▶ **Passage to read**
start
Our Journey

Island raised.

I grew up in my family’s fish plant, Walcan Seafood, on Quadra Island along BC’s inside coast. Technically I grew up in the house 100 meters up the hill from the fish plant, but there was no property boundary in my mind. Every time my mom took her eye off me I raced down the hill, with or without shoes - sometimes without clothes altogether. It was a wonderful playground for my two brothers and me where we would play on the dock, hide in the net loft, and harvest pops from the cupboards and stash them in crevices in the surrounding bluffs, all the while fueled on sugar cubes we grazed from the lunch room.

We spent every summer working there. My first shift of work was at the ripe age of six years old. I received $2 per hour to essentially make a mess. My task was to place a salt pellet in every can of salmon before the salmon was added. My dad gave me a quick demo then left me to it with a lidded tote full of empty cans. I could reach all of the outermost cans, but I was too short to reach any rows closer to the center of the tote. My solution was to just grab handfuls of salt pellets and throw them into the air in the general direction of the remaining empty cans. Some got lots of salt, some got none.
end
▶ **Objective A**
According to the account of growing up at a family fish plant, what hourly pay did the writer receive for the first shift of work?
▶ **Objective B**
In the account of the family fish plant, reproduce the stretch that begins with "Our Journey" and ends with "the lunch room.", swapping "Quadra Island" for "Cortes Island".
▶ **Objective C**
Carry the account of growing up at the family fish plant forward from its last sentence.

▶ **Extracted entries**
start
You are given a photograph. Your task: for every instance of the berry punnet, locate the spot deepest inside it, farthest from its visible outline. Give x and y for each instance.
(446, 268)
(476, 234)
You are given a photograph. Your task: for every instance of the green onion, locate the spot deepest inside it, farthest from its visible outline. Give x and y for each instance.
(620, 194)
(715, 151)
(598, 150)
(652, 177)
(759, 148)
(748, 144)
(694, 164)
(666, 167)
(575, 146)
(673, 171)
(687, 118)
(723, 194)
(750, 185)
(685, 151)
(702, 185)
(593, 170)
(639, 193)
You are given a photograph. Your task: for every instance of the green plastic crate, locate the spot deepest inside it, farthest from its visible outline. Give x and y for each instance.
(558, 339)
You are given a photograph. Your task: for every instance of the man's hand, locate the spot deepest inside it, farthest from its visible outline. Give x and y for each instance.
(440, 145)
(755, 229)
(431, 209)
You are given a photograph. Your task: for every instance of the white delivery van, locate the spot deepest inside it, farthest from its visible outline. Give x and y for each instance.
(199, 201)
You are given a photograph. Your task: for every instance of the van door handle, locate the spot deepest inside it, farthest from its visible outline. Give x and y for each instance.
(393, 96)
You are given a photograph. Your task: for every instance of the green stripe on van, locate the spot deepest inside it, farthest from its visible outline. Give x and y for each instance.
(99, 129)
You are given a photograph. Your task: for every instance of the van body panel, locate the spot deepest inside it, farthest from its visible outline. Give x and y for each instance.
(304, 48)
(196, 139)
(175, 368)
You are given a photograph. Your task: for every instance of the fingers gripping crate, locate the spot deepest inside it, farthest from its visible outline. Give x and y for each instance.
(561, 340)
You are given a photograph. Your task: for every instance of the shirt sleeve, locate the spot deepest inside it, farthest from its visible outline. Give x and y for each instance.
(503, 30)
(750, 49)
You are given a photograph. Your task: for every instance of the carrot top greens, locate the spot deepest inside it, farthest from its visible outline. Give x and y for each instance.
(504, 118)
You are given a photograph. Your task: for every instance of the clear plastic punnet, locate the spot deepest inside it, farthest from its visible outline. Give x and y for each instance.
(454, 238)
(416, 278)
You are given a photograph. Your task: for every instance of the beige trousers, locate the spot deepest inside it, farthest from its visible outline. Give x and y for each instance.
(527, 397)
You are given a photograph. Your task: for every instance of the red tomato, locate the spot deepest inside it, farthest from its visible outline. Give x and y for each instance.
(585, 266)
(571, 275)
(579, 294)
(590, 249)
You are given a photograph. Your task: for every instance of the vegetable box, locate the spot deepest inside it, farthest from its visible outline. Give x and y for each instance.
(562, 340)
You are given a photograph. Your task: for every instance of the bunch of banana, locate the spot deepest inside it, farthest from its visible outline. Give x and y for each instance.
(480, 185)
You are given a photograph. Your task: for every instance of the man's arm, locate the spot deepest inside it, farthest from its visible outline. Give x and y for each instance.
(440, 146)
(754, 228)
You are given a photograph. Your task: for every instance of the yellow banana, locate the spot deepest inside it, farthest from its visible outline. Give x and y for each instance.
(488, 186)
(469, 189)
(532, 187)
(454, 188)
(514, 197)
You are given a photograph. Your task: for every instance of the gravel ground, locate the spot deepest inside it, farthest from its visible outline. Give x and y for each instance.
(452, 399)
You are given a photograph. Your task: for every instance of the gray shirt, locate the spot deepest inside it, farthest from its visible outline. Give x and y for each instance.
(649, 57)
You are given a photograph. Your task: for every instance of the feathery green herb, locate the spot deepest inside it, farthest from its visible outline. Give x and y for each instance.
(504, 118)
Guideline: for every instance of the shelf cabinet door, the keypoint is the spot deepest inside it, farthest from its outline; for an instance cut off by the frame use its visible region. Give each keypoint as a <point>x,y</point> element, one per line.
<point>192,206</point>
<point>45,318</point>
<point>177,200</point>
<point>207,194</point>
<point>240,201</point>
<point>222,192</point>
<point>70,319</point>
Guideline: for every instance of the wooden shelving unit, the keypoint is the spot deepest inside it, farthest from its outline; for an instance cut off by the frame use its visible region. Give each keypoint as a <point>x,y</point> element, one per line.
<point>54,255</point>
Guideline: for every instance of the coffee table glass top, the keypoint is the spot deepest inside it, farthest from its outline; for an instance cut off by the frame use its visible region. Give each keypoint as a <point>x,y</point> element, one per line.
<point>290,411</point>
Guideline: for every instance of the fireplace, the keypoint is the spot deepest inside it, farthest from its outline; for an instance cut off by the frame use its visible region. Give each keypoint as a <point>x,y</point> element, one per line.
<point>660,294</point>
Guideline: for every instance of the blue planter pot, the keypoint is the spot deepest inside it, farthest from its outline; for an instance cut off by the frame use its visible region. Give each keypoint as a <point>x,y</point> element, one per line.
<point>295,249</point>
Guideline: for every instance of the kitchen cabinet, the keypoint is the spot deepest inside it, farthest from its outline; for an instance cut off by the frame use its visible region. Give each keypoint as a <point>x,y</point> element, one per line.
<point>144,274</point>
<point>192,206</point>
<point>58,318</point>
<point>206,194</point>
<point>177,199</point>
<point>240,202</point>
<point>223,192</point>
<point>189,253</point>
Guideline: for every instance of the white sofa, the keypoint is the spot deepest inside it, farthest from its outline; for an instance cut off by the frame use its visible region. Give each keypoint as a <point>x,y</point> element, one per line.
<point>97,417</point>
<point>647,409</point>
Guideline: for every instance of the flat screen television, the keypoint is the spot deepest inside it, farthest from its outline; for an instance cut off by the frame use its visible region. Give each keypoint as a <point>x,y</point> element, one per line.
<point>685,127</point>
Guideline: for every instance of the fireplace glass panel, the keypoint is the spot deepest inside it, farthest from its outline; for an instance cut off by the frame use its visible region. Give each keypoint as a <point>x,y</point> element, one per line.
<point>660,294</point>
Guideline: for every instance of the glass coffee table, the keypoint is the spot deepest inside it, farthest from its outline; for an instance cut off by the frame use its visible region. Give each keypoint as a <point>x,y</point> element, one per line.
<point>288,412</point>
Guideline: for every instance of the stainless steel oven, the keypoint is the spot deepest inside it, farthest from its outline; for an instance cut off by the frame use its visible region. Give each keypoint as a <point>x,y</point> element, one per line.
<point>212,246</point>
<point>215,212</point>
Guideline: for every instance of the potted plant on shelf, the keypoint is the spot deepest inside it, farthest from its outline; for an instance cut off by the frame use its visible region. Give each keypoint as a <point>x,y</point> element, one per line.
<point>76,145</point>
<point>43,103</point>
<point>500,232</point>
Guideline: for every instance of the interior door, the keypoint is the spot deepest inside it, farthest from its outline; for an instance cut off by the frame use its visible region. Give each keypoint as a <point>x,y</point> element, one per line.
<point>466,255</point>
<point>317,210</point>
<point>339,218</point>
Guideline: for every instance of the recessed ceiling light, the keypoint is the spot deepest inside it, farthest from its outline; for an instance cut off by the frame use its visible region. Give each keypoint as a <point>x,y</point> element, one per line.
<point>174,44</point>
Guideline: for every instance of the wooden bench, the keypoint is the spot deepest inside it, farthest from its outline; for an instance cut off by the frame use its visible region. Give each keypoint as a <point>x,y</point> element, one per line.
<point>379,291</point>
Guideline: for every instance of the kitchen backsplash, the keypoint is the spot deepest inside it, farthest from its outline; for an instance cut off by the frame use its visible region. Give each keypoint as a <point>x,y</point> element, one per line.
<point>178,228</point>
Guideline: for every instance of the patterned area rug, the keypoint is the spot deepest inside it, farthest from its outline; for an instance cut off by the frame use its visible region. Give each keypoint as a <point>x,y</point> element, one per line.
end
▶ **Response A**
$2 per hour.

▶ **Response B**
Our Journey

Island raised.

I grew up in my family’s fish plant, Walcan Seafood, on Cortes Island along BC’s inside coast. Technically I grew up in the house 100 meters up the hill from the fish plant, but there was no property boundary in my mind. Every time my mom took her eye off me I raced down the hill, with or without shoes - sometimes without clothes altogether. It was a wonderful playground for my two brothers and me where we would play on the dock, hide in the net loft, and harvest pops from the cupboards and stash them in crevices in the surrounding bluffs, all the while fueled on sugar cubes we grazed from the lunch room.

▶ **Response C**
As the years went on I became less of a liability and more of an asset. I spent years working on the salmon roe crew making sujiko and caviar with egg maven Sue Brereton, Mr. Usui and Kazunari san. I spent plenty of time on the slime line and plenty more on the case up crews. Ironically, given my eventual career as a chef, I never worked on the fillet crew.

 urban trained.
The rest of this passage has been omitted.